▸ The task:
Everything from the line that holds "target | woman's face" through the end of the data below should be output exactly, both ends included.
===== Data for processing =====
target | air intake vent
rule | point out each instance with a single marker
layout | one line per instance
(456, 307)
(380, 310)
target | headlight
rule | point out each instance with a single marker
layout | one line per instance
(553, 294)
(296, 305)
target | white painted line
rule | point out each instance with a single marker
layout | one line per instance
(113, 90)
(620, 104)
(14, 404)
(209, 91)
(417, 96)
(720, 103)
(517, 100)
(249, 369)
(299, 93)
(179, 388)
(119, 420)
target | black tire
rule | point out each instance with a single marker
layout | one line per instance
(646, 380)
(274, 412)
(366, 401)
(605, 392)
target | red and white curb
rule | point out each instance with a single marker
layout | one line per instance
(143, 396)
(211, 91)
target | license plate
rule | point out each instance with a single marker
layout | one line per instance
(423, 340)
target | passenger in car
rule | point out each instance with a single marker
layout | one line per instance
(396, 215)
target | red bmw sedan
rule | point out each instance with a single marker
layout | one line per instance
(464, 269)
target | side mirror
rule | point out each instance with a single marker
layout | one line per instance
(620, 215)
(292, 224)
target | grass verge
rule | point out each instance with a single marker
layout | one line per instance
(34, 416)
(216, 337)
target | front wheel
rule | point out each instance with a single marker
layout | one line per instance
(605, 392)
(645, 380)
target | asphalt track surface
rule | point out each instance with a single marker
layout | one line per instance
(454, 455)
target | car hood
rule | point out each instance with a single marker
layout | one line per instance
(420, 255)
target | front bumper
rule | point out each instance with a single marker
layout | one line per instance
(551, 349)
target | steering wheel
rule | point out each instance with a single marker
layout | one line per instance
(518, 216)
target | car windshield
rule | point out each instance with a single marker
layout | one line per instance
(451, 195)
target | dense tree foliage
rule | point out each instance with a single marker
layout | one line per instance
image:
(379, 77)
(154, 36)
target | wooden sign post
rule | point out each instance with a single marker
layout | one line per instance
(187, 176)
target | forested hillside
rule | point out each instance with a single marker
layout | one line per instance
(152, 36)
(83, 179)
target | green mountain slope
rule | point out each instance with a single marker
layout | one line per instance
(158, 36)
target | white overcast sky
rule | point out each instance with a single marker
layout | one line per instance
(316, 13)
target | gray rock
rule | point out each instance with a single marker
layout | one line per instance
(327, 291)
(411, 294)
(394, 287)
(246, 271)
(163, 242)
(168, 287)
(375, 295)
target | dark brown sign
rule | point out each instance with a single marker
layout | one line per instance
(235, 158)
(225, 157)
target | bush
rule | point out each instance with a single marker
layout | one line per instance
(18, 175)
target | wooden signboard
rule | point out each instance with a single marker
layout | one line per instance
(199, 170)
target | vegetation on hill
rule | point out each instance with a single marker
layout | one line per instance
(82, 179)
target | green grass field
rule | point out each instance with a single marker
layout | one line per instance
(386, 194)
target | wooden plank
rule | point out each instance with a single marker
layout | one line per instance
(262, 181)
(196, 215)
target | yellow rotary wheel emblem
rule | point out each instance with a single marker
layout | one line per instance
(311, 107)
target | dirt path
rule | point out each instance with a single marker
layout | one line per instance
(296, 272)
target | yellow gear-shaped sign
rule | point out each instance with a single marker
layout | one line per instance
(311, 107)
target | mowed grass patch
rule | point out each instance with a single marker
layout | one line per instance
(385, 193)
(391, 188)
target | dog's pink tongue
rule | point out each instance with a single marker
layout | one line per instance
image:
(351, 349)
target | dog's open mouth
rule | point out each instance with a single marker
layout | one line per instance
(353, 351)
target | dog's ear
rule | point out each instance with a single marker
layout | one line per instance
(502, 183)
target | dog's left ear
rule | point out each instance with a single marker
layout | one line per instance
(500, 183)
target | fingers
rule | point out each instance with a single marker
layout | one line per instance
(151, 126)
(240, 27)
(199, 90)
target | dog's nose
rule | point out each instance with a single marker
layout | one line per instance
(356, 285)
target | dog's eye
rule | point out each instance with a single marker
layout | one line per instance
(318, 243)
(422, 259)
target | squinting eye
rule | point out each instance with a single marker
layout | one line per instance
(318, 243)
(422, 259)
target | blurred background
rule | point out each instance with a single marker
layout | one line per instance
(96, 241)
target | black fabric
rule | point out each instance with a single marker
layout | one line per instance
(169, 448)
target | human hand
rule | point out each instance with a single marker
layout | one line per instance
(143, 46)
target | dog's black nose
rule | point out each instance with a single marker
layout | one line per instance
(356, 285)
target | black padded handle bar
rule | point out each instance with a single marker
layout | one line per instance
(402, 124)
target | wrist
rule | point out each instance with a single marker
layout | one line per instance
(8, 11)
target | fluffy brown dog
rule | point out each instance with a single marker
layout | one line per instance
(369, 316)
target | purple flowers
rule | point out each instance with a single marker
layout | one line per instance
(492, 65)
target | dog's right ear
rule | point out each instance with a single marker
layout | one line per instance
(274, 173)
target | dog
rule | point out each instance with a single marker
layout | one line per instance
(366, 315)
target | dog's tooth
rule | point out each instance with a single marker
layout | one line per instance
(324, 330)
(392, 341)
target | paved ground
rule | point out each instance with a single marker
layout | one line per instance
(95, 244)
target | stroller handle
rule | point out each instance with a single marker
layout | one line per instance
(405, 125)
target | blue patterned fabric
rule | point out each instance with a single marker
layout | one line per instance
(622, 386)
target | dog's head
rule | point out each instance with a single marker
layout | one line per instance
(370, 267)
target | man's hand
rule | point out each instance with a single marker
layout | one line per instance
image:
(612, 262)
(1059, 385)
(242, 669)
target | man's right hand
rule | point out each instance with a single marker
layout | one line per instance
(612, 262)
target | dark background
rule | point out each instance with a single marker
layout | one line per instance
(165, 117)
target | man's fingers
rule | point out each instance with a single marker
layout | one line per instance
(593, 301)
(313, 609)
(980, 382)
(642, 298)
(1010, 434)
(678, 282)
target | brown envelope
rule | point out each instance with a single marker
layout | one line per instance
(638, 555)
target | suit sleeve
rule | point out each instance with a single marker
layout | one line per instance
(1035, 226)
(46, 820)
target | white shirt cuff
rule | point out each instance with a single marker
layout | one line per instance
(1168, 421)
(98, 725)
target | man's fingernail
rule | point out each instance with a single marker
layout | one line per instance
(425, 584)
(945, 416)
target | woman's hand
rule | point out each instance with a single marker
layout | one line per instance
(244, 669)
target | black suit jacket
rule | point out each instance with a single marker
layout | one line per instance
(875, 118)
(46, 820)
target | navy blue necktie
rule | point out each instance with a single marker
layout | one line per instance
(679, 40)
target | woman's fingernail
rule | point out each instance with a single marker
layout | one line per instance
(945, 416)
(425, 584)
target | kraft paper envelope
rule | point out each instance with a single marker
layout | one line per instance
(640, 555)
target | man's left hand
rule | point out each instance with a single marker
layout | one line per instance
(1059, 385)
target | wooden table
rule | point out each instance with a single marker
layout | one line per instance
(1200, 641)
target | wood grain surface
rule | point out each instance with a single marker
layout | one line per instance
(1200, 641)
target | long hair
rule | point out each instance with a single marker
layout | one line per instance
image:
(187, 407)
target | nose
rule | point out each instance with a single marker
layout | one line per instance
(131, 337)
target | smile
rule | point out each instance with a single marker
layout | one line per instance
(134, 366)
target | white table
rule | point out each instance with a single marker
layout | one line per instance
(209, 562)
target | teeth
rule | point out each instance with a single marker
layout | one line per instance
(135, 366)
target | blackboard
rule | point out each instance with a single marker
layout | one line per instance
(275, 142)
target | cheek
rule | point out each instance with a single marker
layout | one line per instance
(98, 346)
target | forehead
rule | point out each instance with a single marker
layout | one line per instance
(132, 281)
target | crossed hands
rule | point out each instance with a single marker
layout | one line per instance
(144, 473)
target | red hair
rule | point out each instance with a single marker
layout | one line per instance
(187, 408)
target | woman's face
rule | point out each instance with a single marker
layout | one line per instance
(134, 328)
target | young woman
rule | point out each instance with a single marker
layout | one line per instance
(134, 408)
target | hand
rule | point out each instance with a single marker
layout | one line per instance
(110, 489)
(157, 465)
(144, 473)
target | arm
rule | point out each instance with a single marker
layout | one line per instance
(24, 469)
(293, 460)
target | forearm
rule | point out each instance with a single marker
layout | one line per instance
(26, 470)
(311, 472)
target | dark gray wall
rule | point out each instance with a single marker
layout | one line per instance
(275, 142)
=====
▸ Reply:
target | woman's face
rule | point out each instance with a single marker
layout | one line per instance
(134, 328)
target | young woman
rule | point out each instance with a single marker
layout | one line per instance
(134, 408)
target | hand
rule | point out each instance with a single marker
layout | one line per instance
(110, 489)
(157, 465)
(144, 473)
target | arm
rule | point out each instance with a single marker
layout | one line per instance
(24, 469)
(293, 460)
target | forearm
rule | point out each instance with a single marker
layout | one line per instance
(26, 470)
(311, 472)
target | dark gray wall
rule | point out each instance with a single marker
layout | one line per instance
(275, 142)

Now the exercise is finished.